#### [WRITTEN PROBLEM]
Rewrite the items below, changing every "backpack" to "suitcase" and keeping everything else the same. Leave the pictures out of your version.

....................

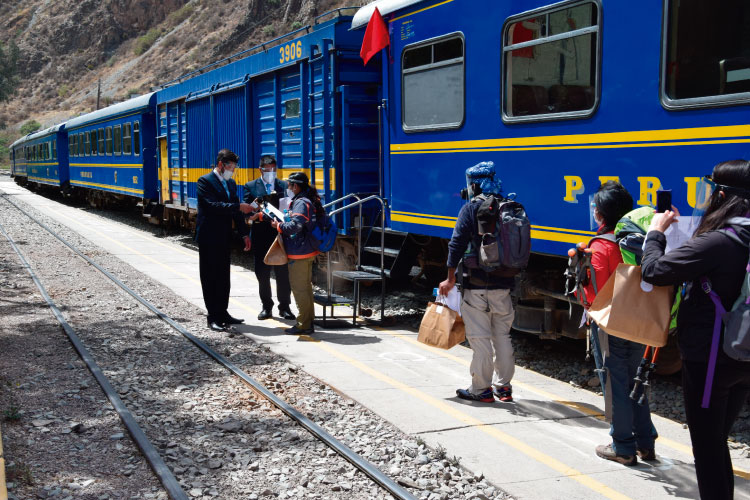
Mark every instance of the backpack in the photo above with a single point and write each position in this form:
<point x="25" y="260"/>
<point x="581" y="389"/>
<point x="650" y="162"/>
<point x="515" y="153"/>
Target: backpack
<point x="503" y="245"/>
<point x="324" y="234"/>
<point x="736" y="320"/>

....................

#### [SOLUTION FOR THIS PROBLEM]
Mark every instance of the suitcase in the photo above with a single point and write each position in this form:
<point x="25" y="260"/>
<point x="581" y="389"/>
<point x="650" y="162"/>
<point x="515" y="153"/>
Target: suitcase
<point x="503" y="245"/>
<point x="324" y="234"/>
<point x="736" y="320"/>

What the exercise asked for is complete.